### EXERCISE
Would you restate the entries below exactly, keeping every line?

[Records from a dataset]
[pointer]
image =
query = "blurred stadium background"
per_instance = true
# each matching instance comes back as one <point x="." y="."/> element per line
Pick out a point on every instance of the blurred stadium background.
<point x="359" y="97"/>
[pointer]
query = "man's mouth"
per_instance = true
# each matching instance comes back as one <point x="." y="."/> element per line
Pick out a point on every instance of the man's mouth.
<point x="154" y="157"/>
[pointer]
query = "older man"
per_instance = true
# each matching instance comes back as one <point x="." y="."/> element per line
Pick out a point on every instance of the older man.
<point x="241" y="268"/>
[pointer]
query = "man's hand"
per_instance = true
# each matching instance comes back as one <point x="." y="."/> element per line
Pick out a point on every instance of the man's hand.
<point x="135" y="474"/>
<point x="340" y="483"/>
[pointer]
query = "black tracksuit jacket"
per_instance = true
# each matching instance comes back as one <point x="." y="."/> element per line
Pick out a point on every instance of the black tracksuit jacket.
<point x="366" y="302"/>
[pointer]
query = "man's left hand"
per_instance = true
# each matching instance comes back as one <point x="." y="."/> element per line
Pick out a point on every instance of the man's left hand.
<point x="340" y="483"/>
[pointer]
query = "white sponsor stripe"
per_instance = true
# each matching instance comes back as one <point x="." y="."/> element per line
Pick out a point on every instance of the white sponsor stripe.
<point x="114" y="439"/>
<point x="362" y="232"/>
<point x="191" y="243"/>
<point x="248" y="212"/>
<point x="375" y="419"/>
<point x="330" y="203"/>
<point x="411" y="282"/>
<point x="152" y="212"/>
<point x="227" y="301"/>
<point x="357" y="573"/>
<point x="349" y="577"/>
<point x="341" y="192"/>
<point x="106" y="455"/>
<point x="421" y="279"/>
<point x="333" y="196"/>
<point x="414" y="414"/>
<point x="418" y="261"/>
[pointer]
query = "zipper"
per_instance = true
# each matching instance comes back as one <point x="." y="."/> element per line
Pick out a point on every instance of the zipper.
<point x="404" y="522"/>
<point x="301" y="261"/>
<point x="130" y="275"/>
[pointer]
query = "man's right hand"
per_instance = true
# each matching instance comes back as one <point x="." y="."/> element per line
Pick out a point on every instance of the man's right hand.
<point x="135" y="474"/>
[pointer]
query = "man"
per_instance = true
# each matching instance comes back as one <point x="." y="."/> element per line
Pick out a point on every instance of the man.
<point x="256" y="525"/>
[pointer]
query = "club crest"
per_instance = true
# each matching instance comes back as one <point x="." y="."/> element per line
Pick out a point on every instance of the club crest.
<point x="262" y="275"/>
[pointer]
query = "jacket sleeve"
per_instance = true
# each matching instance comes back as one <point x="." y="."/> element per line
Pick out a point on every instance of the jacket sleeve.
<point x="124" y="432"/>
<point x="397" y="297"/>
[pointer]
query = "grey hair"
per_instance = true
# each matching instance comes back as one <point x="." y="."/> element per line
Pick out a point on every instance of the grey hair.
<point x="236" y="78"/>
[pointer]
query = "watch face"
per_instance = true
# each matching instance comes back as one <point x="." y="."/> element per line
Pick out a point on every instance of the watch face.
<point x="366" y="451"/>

### FINAL ANSWER
[pointer]
image =
query = "blurred stadium background"
per_instance = true
# each matching instance comes back as one <point x="." y="."/> element per line
Pick out a point on every instance of the blurred stadium background.
<point x="359" y="97"/>
[pointer]
query = "man's mouth"
per_instance = true
# each matching instance comes back as one <point x="." y="."/> element per line
Pick out a point on every instance of the man's mouth.
<point x="154" y="157"/>
[pointer]
query = "older man"
per_instance = true
# each matching instance comes back as one <point x="." y="."/> element per line
Pick out a point on every instance of the older man.
<point x="241" y="268"/>
[pointer]
query = "man's hand"
per_instance = true
# each matching instance comes back as one <point x="." y="."/> element per line
Pick out a point on every instance of the man's hand.
<point x="135" y="474"/>
<point x="340" y="483"/>
[pointer]
query = "black tracksuit jacket"
per_instance = true
# each matching instance comes back as one <point x="." y="."/> element per line
Pick out a point on every instance of the black tracksuit jacket.
<point x="366" y="302"/>
[pointer]
query = "man's left hand"
per_instance = true
# each matching instance comes back as one <point x="." y="."/> element per line
Pick out a point on every instance of the man's left hand.
<point x="340" y="483"/>
[pointer]
query = "white sponsor stripe"
per_instance = true
# each matching instance comes back as one <point x="." y="."/> element per line
Pick out a point on every instance of the white sponsor stripe.
<point x="114" y="439"/>
<point x="362" y="232"/>
<point x="191" y="243"/>
<point x="248" y="212"/>
<point x="375" y="419"/>
<point x="330" y="203"/>
<point x="411" y="282"/>
<point x="152" y="212"/>
<point x="227" y="301"/>
<point x="357" y="573"/>
<point x="349" y="577"/>
<point x="341" y="192"/>
<point x="106" y="455"/>
<point x="421" y="279"/>
<point x="333" y="196"/>
<point x="414" y="414"/>
<point x="418" y="261"/>
[pointer]
query = "zipper"
per_instance = true
# each matching instance comes back as one <point x="." y="."/> element per line
Pick out a point on every instance of the zipper.
<point x="404" y="522"/>
<point x="301" y="261"/>
<point x="130" y="275"/>
[pointer]
query = "man's right hand"
per_instance = true
# each matching instance comes back as one <point x="." y="."/> element per line
Pick out a point on every instance of the man's right hand.
<point x="135" y="474"/>
[pointer]
query = "man"
per_instance = true
# each matching instance comes back as one <point x="." y="."/> element per line
Pick out a point on every instance of the man.
<point x="256" y="525"/>
[pointer]
query = "club crest"
per_instance = true
# each matching instance comes back as one <point x="." y="."/> element per line
Pick out a point on every instance of the club crest.
<point x="262" y="275"/>
[pointer]
query = "jacket sleeve"
per_instance = true
# each matching instance comes back as one <point x="." y="."/> element per line
Pick out a point on every instance of the jacket sleeve.
<point x="124" y="432"/>
<point x="397" y="297"/>
[pointer]
query = "grey hair"
per_instance = true
# each matching instance comes back as one <point x="." y="."/> element per line
Pick out a point on every instance of the grey hair.
<point x="236" y="78"/>
[pointer]
query = "watch face"
per_instance = true
# each matching instance comes back as one <point x="." y="."/> element per line
Pick out a point on every instance of the watch face.
<point x="366" y="451"/>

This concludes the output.